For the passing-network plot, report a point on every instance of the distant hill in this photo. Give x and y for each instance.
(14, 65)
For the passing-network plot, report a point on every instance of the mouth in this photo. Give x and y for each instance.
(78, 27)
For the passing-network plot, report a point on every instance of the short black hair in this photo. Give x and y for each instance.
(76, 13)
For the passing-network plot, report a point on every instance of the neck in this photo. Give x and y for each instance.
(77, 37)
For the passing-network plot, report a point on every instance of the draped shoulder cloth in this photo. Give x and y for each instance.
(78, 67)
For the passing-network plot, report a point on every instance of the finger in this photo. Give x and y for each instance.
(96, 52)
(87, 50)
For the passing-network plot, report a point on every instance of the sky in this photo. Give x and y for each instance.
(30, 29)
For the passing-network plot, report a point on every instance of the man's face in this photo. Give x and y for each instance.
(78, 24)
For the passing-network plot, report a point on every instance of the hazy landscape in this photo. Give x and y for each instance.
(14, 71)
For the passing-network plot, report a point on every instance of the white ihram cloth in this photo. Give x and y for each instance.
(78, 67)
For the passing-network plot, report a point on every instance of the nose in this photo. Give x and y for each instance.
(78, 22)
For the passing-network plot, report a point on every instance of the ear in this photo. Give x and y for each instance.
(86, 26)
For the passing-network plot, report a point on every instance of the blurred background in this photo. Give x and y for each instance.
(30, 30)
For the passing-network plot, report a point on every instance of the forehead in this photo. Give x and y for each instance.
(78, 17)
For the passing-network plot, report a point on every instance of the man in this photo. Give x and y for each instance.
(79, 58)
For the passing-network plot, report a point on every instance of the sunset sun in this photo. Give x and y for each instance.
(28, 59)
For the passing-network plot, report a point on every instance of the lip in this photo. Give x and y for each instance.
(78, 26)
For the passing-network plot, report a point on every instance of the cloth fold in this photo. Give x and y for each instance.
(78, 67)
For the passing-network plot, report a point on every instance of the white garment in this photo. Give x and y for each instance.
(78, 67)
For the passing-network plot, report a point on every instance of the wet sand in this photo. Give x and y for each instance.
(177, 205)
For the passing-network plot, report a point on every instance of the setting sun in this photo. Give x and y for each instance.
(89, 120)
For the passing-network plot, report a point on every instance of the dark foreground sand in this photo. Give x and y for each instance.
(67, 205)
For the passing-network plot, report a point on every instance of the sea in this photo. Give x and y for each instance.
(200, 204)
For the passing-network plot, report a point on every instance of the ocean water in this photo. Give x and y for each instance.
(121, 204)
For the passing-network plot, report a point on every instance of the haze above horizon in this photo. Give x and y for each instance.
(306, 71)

[THE REQUEST]: Retype the material in full. Each word must match.

[SOLUTION FOR THIS EXERCISE]:
For the passing-network plot, report a point on every instance of the distant hill in this photo. Give x and y for each instance.
(14, 65)
For the passing-network plot, report a point on every instance of the mouth in this photo. Give x and y for each instance.
(78, 27)
For the passing-network plot, report a point on every instance of the short black hair in this photo. Give x and y for each instance.
(76, 13)
For the passing-network plot, report a point on every instance of the neck in this photo. Give x and y for each instance.
(77, 37)
For the passing-network plot, report a point on every instance of the draped shoulder cloth in this photo. Give x and y for each instance.
(78, 67)
For the passing-network plot, report a point on every instance of the finger in this photo. Give x and y for each instance.
(96, 52)
(87, 50)
For the passing-network plot, report a point on every instance of the sky in this photo. Give x and y for each instance.
(30, 29)
For the passing-network plot, report a point on every instance of the man's face in this photo. Give x and y for each instance.
(78, 24)
For the passing-network plot, report a point on every instance of the hazy landscape in this photo. Give x and y for each instance.
(14, 71)
For the passing-network plot, report a point on every instance of the white ihram cloth in this photo. Give x and y for each instance.
(78, 67)
For the passing-network plot, report a point on every instance of the nose in this photo. Give x and y for each instance.
(78, 22)
For the passing-network plot, report a point on every instance of the ear in this photo. Give x and y for each instance.
(86, 26)
For the passing-network plot, report a point on every instance of the blurred background in this photo. Give x and y for each instance.
(30, 30)
For the passing-network plot, report a point on every instance of the forehead in this photo. Give x and y for each instance.
(78, 17)
For the passing-network plot, report a point on every instance of the man in this photo. Give x and y for each instance.
(79, 58)
For the passing-network plot, report a point on every instance of the sunset sun in this photo. Give x and y for each instance.
(28, 59)
For the passing-network plot, report a point on every instance of the lip in this photo. Give x and y for each instance.
(78, 26)
For the passing-network plot, report a point on every instance of the cloth fold in this photo. Give x and y for each instance.
(78, 67)
For the passing-network plot, report a point on every instance of the white garment in this photo. Give x and y for each instance.
(78, 67)
For the passing-network plot, report a point on every instance of the wet sand in this photo. Give x and y for each instance.
(177, 205)
For the passing-network plot, report a point on every instance of the setting sun in this photo. Give x and y for each instance.
(89, 120)
For the passing-network plot, report a point on every instance of the dark foreground sand in this photo. Give x and y for each instance.
(67, 205)
For the passing-network plot, report a point on every instance of the sea in this photo. Give x and y for each instance.
(200, 204)
For the passing-network plot, report a point on every instance of the ocean water in this photo. Give x and y for each instance.
(121, 204)
For the passing-network plot, report a point on every instance of the haze above horizon in this photo. Give x and y for each instance.
(306, 71)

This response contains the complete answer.